While the battles are rare, and I love the political maneuvers also, how can you NOT like Pullo & Vorenus? :shocked: Those two are fucking hilarious together! A cheerful ESFP soldier and a stoic ISTJ Centurion! Nearly every minute with those two is pure gold! I particularly love this exchange when Pullo is teaching Vorenus how to make his wife like him...

Pullo: "And when you couple with her, there is this little button just above her cunny. Attend to it, and she will open up like a flower! :happy:"
Vorenus: ":shocked: How do you know this of her?!?! :angry:"
Pullo: ":shocked: ALL women have them! Ask anybody! :mellow:"

Or this one...

Vorenus: "Pullo, when was the last time you had a woman that wasn't crying or expecting payment? :dry:"


----------



## elixare (Aug 26, 2010)

Niccolo Machiavelli said:


> While the battles are rare, and I love the political maneuvers also, how can you NOT like Pullo & Vorenus? :shocked: Those two are fucking hilarious together! A cheerful ESFP soldier and a stoic ISTJ Centurion! Nearly every minute with those two is pure gold! I particularly love this exchange when Pullo is teaching Vorenus how to make his wife like him...

_Given information:_
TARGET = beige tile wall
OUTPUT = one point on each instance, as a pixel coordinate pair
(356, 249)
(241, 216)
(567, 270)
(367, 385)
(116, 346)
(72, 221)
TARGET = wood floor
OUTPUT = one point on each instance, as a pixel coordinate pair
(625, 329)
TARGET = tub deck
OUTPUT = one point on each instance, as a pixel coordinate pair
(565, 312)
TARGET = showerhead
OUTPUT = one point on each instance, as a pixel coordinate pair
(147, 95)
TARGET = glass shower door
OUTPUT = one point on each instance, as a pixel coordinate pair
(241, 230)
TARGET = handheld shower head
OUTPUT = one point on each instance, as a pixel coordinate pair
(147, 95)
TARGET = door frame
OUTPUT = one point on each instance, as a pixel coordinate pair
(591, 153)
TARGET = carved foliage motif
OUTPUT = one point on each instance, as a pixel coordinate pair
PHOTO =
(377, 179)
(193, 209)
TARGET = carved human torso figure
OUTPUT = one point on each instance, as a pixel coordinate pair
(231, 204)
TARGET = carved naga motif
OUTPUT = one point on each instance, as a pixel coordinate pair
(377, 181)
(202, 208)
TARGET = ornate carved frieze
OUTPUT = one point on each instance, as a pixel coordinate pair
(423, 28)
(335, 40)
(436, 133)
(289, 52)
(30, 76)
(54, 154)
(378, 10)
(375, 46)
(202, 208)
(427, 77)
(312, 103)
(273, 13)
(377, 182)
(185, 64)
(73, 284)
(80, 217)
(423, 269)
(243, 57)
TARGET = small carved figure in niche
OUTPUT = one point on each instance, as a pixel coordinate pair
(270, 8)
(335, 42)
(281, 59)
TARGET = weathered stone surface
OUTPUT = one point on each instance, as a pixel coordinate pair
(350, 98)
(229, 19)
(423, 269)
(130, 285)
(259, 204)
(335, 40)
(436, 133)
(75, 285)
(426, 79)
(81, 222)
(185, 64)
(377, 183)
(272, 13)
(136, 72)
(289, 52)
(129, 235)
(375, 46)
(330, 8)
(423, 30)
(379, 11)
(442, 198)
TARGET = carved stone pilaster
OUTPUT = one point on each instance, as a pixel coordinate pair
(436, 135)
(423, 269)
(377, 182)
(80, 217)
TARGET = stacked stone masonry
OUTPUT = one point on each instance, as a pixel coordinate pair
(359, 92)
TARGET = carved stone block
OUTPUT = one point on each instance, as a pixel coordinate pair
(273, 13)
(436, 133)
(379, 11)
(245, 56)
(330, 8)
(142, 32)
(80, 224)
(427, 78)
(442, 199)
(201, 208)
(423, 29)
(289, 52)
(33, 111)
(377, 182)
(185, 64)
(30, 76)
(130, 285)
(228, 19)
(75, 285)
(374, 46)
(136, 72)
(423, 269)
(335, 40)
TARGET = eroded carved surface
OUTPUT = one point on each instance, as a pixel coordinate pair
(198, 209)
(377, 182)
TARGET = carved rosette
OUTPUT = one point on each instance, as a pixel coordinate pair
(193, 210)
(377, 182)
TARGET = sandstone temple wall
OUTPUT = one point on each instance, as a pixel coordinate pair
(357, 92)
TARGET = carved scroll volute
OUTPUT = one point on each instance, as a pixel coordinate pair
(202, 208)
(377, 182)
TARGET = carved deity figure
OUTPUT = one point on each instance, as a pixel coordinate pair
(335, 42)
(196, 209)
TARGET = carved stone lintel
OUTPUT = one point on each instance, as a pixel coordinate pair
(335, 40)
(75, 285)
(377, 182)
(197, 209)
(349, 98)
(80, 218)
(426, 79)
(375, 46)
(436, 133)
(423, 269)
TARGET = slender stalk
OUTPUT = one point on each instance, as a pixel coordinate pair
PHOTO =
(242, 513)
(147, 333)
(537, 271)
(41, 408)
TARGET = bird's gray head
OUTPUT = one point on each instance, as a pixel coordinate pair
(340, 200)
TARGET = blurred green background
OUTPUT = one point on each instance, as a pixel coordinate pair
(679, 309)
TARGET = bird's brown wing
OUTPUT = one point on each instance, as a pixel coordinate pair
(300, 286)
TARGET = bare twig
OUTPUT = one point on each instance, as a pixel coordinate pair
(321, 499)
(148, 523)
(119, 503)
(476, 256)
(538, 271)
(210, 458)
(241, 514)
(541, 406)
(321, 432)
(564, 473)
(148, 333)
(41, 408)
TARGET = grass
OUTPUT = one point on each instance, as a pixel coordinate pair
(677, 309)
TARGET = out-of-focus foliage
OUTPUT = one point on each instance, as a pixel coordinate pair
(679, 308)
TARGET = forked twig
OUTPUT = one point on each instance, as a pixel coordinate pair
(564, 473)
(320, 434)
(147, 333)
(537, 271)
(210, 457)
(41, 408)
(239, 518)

_To be done:_ Can you carry on the forum thread about Pullo and Vorenus from the point where it ends? The entries are separate material and have no connection to the forum thread about Pullo and Vorenus.

_Task response:_
> 
> Pullo: "And when you couple with her, there is this little button just above her cunny. Attend to it, and she will open up like a flower! :happy:"
> Vorenus: ":shocked: How do you know this of her?!?! :angry:"
> ...


I don't know...I find their dialogues to be rather mundane and largely irrelevant....and Vorenus is kind of annoying as well


----------



## dancowen (Aug 3, 2016)

Niccolo Machiavelli said:


> I think a great show for looking at MBTI types is Rome!  You got all of the types and some are more or less "healthy" than others. :crazy: Also, nearly every type has a main character.
> 
> ENFJ:
> Glabius (Husband of Octavia)
> ...




These are really spot on, I don't disagree with many at all.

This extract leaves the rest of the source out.